*** Dataset ***

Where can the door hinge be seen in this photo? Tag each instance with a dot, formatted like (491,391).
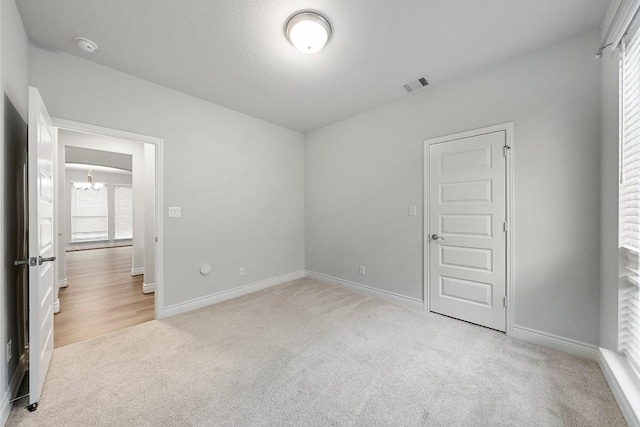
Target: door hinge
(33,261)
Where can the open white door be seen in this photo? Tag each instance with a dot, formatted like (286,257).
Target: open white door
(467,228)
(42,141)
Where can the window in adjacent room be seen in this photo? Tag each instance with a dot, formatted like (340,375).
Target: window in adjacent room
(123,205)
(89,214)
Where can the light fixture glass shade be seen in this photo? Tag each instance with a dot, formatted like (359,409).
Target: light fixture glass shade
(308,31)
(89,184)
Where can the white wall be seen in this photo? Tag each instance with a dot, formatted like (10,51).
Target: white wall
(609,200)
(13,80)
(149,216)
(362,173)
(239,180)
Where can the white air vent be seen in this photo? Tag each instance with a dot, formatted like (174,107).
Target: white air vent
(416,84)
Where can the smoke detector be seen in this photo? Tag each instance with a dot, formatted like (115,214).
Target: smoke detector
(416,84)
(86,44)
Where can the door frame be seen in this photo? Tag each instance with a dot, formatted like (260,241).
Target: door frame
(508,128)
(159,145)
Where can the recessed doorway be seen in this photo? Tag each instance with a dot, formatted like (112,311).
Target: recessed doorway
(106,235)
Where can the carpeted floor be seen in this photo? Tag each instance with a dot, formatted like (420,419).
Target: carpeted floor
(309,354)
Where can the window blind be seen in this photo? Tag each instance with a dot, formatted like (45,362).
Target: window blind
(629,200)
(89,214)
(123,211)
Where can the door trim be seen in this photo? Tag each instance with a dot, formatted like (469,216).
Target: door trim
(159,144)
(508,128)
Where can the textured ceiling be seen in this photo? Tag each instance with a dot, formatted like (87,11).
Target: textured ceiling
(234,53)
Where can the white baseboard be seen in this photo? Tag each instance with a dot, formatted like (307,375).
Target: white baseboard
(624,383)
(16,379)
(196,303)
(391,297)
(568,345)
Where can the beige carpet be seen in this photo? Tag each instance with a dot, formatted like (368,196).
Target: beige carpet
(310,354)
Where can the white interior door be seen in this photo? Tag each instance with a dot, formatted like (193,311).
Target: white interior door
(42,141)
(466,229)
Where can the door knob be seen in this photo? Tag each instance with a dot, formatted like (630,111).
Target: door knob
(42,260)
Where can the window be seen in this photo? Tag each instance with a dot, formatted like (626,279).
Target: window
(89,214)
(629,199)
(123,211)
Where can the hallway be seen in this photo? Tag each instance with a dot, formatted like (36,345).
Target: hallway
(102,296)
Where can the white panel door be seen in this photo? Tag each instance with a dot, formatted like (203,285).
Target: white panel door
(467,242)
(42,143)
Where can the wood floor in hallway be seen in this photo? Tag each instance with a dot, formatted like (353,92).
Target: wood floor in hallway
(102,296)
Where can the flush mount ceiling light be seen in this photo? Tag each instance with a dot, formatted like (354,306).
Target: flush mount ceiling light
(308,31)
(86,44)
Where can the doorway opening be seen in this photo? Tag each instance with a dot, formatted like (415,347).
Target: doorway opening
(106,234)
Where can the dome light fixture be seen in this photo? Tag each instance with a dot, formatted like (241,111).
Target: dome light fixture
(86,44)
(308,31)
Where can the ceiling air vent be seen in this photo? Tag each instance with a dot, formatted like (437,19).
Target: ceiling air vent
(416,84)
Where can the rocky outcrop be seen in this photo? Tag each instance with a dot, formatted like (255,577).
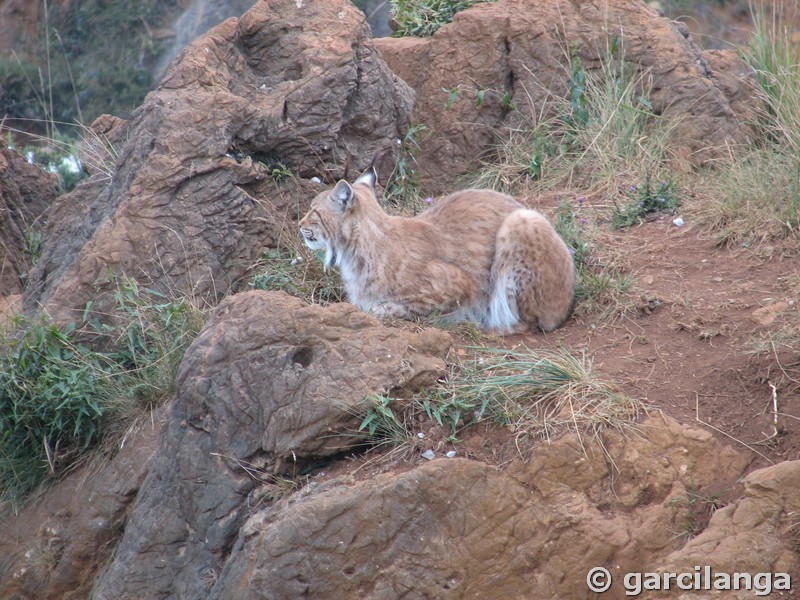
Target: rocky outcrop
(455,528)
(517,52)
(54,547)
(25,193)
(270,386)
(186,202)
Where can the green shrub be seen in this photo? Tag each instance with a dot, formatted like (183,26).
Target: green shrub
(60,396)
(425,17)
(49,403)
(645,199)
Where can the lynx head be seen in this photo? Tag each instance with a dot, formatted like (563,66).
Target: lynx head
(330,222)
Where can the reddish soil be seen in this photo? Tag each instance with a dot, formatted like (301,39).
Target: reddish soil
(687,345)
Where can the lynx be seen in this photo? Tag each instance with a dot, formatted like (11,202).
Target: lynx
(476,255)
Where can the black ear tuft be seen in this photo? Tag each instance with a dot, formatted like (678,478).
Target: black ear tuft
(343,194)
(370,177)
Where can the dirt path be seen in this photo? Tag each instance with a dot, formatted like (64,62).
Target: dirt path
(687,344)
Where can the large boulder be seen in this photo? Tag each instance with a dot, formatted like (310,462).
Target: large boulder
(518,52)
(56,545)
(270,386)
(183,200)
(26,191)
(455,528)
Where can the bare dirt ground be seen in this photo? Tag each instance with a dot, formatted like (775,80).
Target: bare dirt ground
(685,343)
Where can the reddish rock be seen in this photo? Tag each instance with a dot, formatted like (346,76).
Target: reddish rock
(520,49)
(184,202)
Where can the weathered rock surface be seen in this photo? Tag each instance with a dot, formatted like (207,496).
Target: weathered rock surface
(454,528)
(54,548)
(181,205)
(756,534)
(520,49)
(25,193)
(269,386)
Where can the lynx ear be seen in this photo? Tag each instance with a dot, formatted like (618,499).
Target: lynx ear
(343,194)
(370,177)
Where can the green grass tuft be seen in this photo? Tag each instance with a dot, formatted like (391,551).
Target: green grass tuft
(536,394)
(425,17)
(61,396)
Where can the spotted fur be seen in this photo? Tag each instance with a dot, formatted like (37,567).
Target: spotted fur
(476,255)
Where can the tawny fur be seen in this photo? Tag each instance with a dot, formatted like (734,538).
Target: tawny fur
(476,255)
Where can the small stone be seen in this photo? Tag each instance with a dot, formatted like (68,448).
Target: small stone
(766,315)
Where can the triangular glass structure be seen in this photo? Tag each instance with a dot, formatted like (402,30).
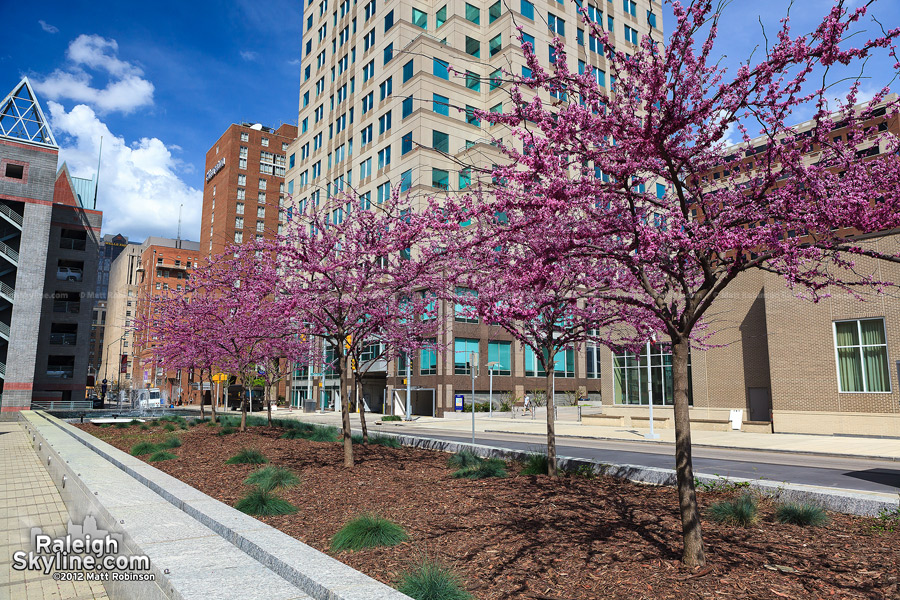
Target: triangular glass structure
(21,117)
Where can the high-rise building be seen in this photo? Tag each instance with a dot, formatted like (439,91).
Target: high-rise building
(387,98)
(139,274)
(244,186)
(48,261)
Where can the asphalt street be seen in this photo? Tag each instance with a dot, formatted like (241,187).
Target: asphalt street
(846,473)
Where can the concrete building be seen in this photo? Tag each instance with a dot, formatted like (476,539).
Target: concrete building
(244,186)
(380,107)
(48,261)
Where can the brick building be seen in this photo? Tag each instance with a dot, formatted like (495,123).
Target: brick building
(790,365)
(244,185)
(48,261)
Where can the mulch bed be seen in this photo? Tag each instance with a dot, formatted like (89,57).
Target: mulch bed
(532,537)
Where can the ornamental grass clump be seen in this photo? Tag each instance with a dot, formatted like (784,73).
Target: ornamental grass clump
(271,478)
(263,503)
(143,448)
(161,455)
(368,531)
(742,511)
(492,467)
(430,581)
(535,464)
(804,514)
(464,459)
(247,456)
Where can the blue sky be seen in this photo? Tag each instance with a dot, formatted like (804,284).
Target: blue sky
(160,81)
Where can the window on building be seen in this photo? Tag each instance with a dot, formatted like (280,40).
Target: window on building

*** End of Dataset ***

Directions for this task: Each record above should be copied character for character, with pictures dropped.

Answer to this task:
Where can the door hinge be seen in this photo? Tag each instance with a dot, formatted like (491,391).
Target: door hinge
(33,261)
Where can the open white door be seen in this photo? Tag each instance with a dot, formatted like (286,257).
Target: open white door
(467,228)
(42,141)
Where can the window in adjacent room be seen in this photo? Tag each instance with a dot, formatted like (340,375).
Target: window in adjacent room
(123,205)
(89,214)
Where can the light fixture glass shade be seen in this photo? Tag each instance with a dot, formatted like (359,409).
Target: light fixture glass shade
(308,31)
(89,184)
Where can the white wall be seen in this photo? Tag each instance with a dot, formatted like (10,51).
Target: white wall
(609,200)
(13,80)
(149,216)
(362,173)
(239,180)
Where can the white air vent be seen in this photo? Tag each instance with a dot, formatted like (174,107).
Target: white air vent
(416,84)
Where can the smoke detector be seen in this photo? Tag each instance with a dot, formatted like (115,214).
Target: smoke detector
(416,84)
(86,44)
Where can the door frame be seen in this photo? Tag each instance with a dot, formatted like (260,241).
Target: door frame
(508,128)
(159,145)
Where can the recessed doorway be seen in this photo? Tag each instance with a dot, formatted like (112,311).
Target: recessed doorway
(106,235)
Where can the carpeted floor be seen in this photo? Tag each instance with a dot, formatted like (420,419).
Target: carpeted floor
(309,354)
Where can the window blind be seen in this photo? Tag each instance with a dot, formatted like (45,362).
Target: window blind
(629,200)
(89,214)
(123,211)
Where can the door trim be seen in this photo? Tag each instance with a dot, formatted like (469,216).
Target: door trim
(159,144)
(508,128)
Where can the textured ceiling be seen in this photo? Tag each instance with a dot, formatted like (87,11).
Target: textured ceiling
(234,53)
Where can the white baseboard be seen in this photo? Tag each instance with a dot, formatted like (307,375).
Target: white baseboard
(624,383)
(16,379)
(196,303)
(391,297)
(568,345)
Where can the beige carpet be seen in this photo? Tag each instance with a dot, formatted like (368,196).
Target: beige carpet
(310,354)
Where can the white interior door be seen in this photo? Tag each instance with a dot, formatted like (193,311).
Target: white interior door
(42,141)
(466,229)
Where can the door knob be seen in this photo? Tag each instance with a dot, formatted like (630,111).
Target: door knob
(42,260)
Where can the window be seen in this photo? Tag each instance with a dot, formatted like (626,279).
Target: window
(89,214)
(629,199)
(123,211)
Where can the hallway be seen in this photo? Tag each instance with a dot, formatted like (36,345).
Target: hallway
(102,296)
Where can the white panel door be seen in this photo? Tag each instance with a dot, formatted like (203,285).
Target: white panel door
(467,242)
(42,143)
Where can the wood floor in hallway be seen in this photo? Tag each instance with a dot, formatted like (353,92).
Target: wood floor in hallway
(102,296)
Where can the flush mount ceiling light be seen in this photo? Tag each instance with a dot, formatted like (354,306).
Target: flush mount ceiling light
(308,31)
(86,44)
Where can the doorway opening be seen in this photo? Tag each instance with a dot, formatted like (415,347).
Target: doorway opening
(106,234)
Where can the dome light fixture be seen in this photo? Tag each instance with a dot, formatted like (241,111).
Target: dome light fixture
(86,44)
(308,31)
Where can the ceiling air vent be seen in this photo? Tag each instance with a dot, formatted like (437,19).
Target: ceiling air vent
(416,84)
Where can the rocky outcrop be seen in this photo? Tag each instance with a dot, formatted like (255,577).
Target: rocky outcrop
(455,528)
(517,52)
(54,547)
(25,193)
(270,386)
(186,202)
Where can the green shrub be seen in this photo? Tag each instance with a dot, formatted like (183,26).
Target: green shrub
(60,396)
(425,17)
(49,403)
(645,199)
Where can the lynx head be seen in this photo? Tag each instance with a dot, formatted like (563,66).
Target: lynx head
(330,222)
Where can the reddish soil be seen in this photo? Tag each instance with a dot, formatted like (301,39).
Target: reddish soil
(687,345)
Where can the lynx be seen in this photo? Tag each instance with a dot, formatted like (11,202).
Target: lynx
(476,255)
Where can the black ear tuft be seen in this photo? Tag each instance with a dot, formatted like (678,478).
Target: black ear tuft
(343,194)
(370,177)
Where can the dirt path be seen in this photo? Tag each instance with a dot, formatted like (64,62).
Target: dirt path
(687,344)
Where can the large boulder be seen in this photo? Tag each instance with a dot, formatted like (310,462).
Target: large boulder
(518,52)
(56,545)
(270,386)
(183,200)
(26,191)
(455,528)
Where can the bare dirt ground be seen in this photo? Tag each instance with a dot, formatted like (775,80).
Target: bare dirt ground
(685,343)
Where can the reddish rock be seen in this photo? Tag each instance with a dot, formatted like (346,76).
Target: reddish rock
(520,49)
(184,202)
Where can the weathered rock surface be seen in this photo? Tag each instance with a dot, formatted like (207,496).
Target: weathered rock surface
(454,528)
(54,548)
(181,205)
(756,534)
(520,49)
(25,193)
(269,386)
Where can the lynx ear be seen in this photo? Tag each instance with a dot, formatted like (618,499).
Target: lynx ear
(343,194)
(370,177)
Where can the green grass tuft be seen in this photo? Tag each instance with a dot, formatted like (391,551).
Target: green grass tuft
(536,394)
(425,17)
(61,396)
Where can the spotted fur be seen in this photo? Tag each instance with a dot, formatted like (37,567).
Target: spotted fur
(476,255)
Where can the tawny fur be seen in this photo? Tag each instance with a dot, formatted like (734,538).
Target: tawny fur
(476,255)
Where can the small stone be seen in this photo? Tag each instance with a dot, formatted like (68,448).
Target: small stone
(766,315)
Where can the triangular glass structure be seen in this photo? Tag each instance with a dot, formatted like (402,30).
Target: triangular glass structure
(21,117)
Where can the high-rise building be seen in this photo? Tag each instance with a dot, formatted like (439,91).
Target: high-rise building
(387,98)
(139,274)
(244,186)
(48,261)
Where can the asphalt street be seen in this photo? Tag each instance with a dot, formatted like (241,187).
Target: asphalt street
(846,473)
Where can the concrete building be seen in this photo? Tag each instance with a dot, formatted like (476,539).
Target: concrete building
(244,186)
(380,107)
(48,261)
Where can the brick building be seen in this photo? Tag each instance with a dot, formatted like (495,123).
Target: brick building
(790,365)
(244,185)
(48,261)
Where can the mulch bed be seen in this photo? Tag each instance with a dot, formatted like (89,57).
Target: mulch bed
(532,537)
Where can the ornamental grass clump be seen in this photo? Tag each instance with a dot, formatted like (784,73).
Target: ornamental grass clump
(271,478)
(263,503)
(143,448)
(161,455)
(368,531)
(742,511)
(492,467)
(430,581)
(535,464)
(804,514)
(464,459)
(247,456)
Where can the blue sky be seen in this photo? Tag each instance with a dot, formatted like (804,284).
Target: blue sky
(160,81)
Where can the window on building be seen in this photo? Tag each instance with a dot, formatted like (280,40).
Target: window on building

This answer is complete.